***** SOURCE *****

In my last post S&P 500 vs the Energy Sector I shared a theme that has worked very well navigating this bear market: using the relative performance between the S&P 500 and the energy sector (XLE) to trade the SPY. That theme has been added to the State of the Market report.

After a little more number-crunching, I discovered another sector that has exhibited a very similar (but different) tendency: consumer discretionary (XLY).

2008112101
[logarithmically-scaled]

The graph above shows the result of going long the SPY at today’s close if the SPY underperformed XLY today, and going short the SPY if it outperformed, from 10/2007 to the present. The SPY is in blue, strategy results in green, and for comparison, the energy sector strategy is in red. This test is frictionless.

Note the difference between this and the energy sector strategy. In that strategy, the market outperformed when it led energies, but here it outperformed when it lagged XLY.

***** DATA ENTRIES *****

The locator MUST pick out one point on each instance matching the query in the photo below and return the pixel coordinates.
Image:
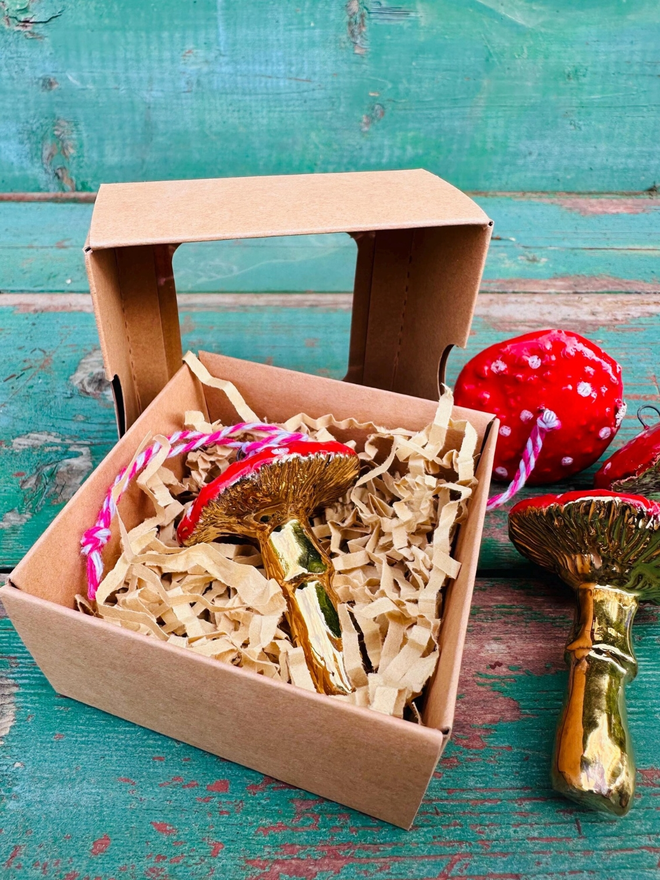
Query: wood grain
(58, 419)
(88, 795)
(504, 95)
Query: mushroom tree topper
(636, 466)
(548, 371)
(607, 548)
(269, 497)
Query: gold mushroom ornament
(606, 546)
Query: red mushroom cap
(632, 461)
(250, 466)
(548, 369)
(544, 501)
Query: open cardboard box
(421, 250)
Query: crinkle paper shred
(390, 539)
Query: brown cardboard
(418, 268)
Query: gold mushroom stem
(593, 762)
(293, 557)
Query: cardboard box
(421, 250)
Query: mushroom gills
(268, 497)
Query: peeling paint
(584, 313)
(13, 519)
(19, 16)
(380, 12)
(570, 284)
(34, 440)
(57, 149)
(356, 25)
(589, 207)
(7, 706)
(57, 481)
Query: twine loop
(95, 539)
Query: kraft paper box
(421, 249)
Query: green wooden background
(549, 114)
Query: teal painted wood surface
(87, 795)
(492, 94)
(58, 419)
(549, 243)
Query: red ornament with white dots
(549, 369)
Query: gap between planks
(517, 312)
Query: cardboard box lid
(421, 243)
(164, 212)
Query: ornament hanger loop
(641, 410)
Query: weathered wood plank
(57, 417)
(84, 794)
(541, 244)
(494, 95)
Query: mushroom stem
(292, 556)
(593, 762)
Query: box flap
(165, 212)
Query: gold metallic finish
(271, 506)
(609, 552)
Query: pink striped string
(547, 421)
(181, 442)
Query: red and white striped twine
(181, 442)
(547, 421)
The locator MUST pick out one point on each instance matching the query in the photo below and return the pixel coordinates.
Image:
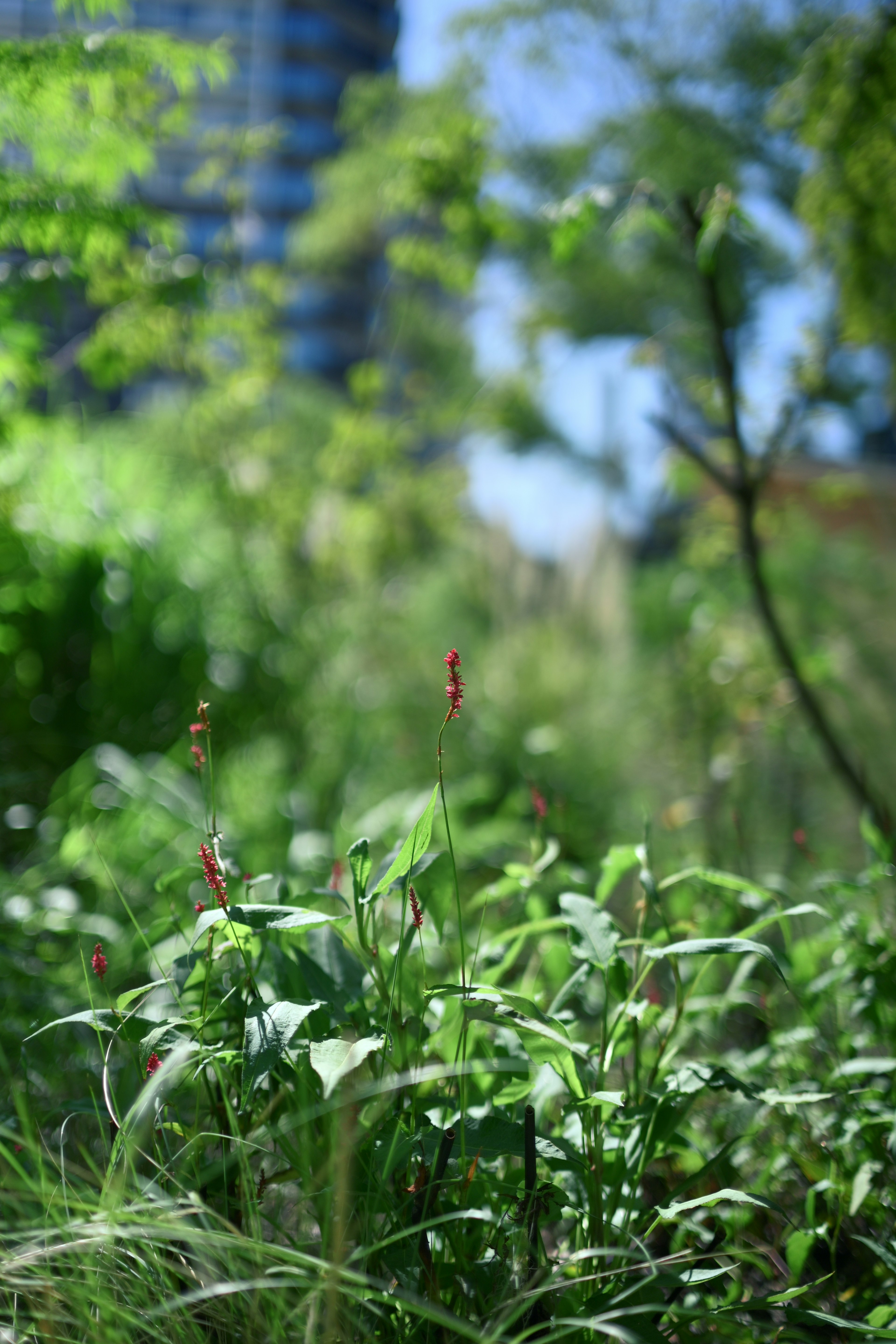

*****

▶ _EXERCISE TASKS_:
a. Write out the part of the SPY trading post starting at "In my last post" and ending at "test is frictionless.".
b. Turn the paragraph of the SPY trading post that begins "The graph above shows" into a short bulleted list that keeps its main facts.

▶ _WORKED ANSWERS_:
a.
In my last post S&P 500 vs the Energy Sector I shared a theme that has worked very well navigating this bear market: using the relative performance between the S&P 500 and the energy sector (XLE) to trade the SPY. That theme has been added to the State of the Market report.

After a little more number-crunching, I discovered another sector that has exhibited a very similar (but different) tendency: consumer discretionary (XLY).

2008112101
[logarithmically-scaled]

The graph above shows the result of going long the SPY at today’s close if the SPY underperformed XLY today, and going short the SPY if it outperformed, from 10/2007 to the present. The SPY is in blue, strategy results in green, and for comparison, the energy sector strategy is in red. This test is frictionless.

b.
- Strategy: go long the SPY at the day's close if the SPY underperformed XLY that day, and go short if it outperformed.
- Test period: 10/2007 to the present.
- Graph colors: SPY in blue, strategy results in green, and the energy sector strategy in red for comparison.
- The test is frictionless.